─── LISTED RECORDS

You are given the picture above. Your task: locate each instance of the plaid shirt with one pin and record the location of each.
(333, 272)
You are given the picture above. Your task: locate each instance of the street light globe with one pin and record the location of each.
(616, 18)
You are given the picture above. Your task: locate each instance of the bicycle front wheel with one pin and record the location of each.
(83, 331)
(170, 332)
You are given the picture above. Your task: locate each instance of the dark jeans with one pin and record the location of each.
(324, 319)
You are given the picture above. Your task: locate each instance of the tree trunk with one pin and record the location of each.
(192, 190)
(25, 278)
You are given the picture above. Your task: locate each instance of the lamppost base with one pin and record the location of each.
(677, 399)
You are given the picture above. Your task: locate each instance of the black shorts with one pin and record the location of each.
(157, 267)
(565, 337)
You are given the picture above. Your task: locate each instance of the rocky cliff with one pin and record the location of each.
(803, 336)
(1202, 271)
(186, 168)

──────
─── LISTED RECORDS

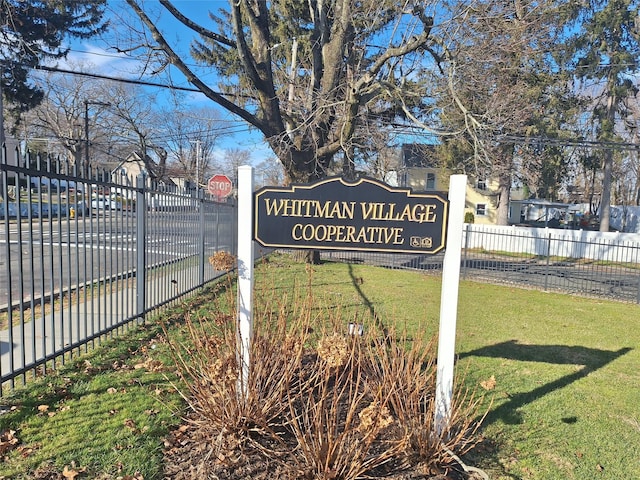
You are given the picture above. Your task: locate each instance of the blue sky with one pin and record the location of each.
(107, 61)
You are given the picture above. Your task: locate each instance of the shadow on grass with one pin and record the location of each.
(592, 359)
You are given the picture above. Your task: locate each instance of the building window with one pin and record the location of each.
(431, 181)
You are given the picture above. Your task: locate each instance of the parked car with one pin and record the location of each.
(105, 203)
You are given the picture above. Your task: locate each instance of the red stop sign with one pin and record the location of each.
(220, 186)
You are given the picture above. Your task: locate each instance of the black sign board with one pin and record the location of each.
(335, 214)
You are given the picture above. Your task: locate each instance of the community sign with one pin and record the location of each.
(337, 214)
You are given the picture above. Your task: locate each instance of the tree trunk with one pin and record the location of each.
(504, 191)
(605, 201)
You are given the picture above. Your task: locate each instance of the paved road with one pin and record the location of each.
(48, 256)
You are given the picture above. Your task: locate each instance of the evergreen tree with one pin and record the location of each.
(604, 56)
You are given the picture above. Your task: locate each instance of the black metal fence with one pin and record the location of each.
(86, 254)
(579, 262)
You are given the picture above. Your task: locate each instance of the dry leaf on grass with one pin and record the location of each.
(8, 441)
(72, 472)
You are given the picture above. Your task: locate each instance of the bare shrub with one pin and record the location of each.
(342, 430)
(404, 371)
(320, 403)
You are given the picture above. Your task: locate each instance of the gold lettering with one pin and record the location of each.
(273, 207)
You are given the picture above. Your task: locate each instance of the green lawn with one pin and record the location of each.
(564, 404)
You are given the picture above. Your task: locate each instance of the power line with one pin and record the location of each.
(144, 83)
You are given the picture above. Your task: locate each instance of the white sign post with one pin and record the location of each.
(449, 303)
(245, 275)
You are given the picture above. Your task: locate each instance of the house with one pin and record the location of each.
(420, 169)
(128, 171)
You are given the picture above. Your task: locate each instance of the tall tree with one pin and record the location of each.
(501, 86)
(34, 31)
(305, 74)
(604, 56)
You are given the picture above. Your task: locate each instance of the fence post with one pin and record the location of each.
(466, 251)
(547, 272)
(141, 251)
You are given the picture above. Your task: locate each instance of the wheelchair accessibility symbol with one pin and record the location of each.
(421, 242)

──────
─── LISTED RECORDS

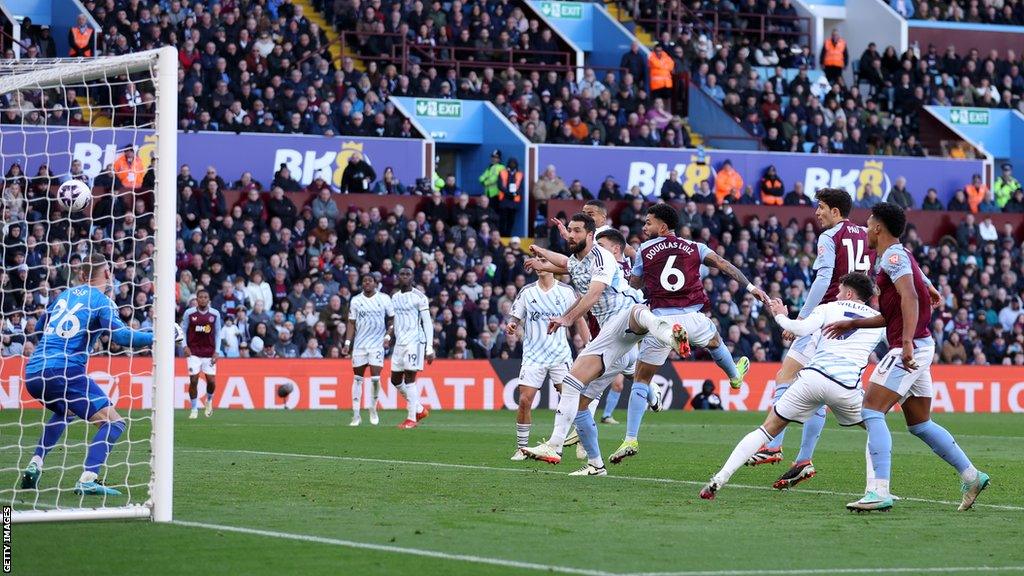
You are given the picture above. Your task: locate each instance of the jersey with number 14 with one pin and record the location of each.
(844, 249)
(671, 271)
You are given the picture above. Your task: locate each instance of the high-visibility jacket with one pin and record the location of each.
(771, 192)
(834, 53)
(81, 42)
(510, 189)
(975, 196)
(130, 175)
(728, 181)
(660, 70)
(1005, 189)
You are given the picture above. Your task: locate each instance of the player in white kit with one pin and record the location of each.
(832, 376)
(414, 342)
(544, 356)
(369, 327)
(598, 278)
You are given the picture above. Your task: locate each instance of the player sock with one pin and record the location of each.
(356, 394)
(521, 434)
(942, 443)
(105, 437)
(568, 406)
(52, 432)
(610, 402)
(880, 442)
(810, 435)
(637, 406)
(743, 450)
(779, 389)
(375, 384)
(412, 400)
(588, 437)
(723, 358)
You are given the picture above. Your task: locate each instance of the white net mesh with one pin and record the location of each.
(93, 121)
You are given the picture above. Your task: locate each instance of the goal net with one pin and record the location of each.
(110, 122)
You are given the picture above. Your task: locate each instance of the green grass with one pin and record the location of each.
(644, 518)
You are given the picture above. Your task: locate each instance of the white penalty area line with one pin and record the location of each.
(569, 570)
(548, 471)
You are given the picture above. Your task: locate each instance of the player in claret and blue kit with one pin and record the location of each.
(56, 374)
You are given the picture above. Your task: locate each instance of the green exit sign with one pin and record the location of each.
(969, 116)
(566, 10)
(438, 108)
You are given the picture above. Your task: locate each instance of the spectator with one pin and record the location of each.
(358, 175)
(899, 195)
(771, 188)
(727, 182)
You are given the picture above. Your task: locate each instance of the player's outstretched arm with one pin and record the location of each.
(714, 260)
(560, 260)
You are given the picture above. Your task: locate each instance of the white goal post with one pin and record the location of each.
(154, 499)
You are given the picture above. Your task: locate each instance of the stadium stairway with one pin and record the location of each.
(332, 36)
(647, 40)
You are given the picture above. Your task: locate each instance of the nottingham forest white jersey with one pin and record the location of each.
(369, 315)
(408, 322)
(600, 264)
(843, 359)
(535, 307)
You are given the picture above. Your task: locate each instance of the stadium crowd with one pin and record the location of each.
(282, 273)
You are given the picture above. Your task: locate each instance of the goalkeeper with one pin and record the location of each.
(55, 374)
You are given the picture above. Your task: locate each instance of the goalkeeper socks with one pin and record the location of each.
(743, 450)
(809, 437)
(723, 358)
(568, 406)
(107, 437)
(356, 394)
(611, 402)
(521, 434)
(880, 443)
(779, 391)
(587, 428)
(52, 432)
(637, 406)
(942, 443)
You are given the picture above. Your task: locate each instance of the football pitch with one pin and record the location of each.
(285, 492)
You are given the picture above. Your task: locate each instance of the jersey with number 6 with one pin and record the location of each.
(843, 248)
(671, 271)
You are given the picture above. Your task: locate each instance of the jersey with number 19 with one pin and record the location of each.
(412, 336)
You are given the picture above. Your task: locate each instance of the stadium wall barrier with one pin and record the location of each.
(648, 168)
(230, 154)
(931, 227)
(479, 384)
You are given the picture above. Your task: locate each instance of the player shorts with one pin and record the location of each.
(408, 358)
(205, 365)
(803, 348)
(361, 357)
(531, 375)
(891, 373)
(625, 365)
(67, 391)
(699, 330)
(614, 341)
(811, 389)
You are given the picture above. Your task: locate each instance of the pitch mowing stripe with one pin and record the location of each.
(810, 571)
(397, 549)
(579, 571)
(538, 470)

──────

#### WORK REQUIRED
Select every line of the material above that contains the string "number", and copy those lines. Matching is case-sensitive.

#### CORRECT ANSWER
You are given the picture above. Your task: locate each instance of the jersey with number 14 with one pin and record the location of each.
You are given the picture above. Your task: locate each instance of the jersey with number 6 with one pin and record the location of each.
You are given the picture above. Your task: locate each instance of the jersey with number 19 with one pin and record the location of each.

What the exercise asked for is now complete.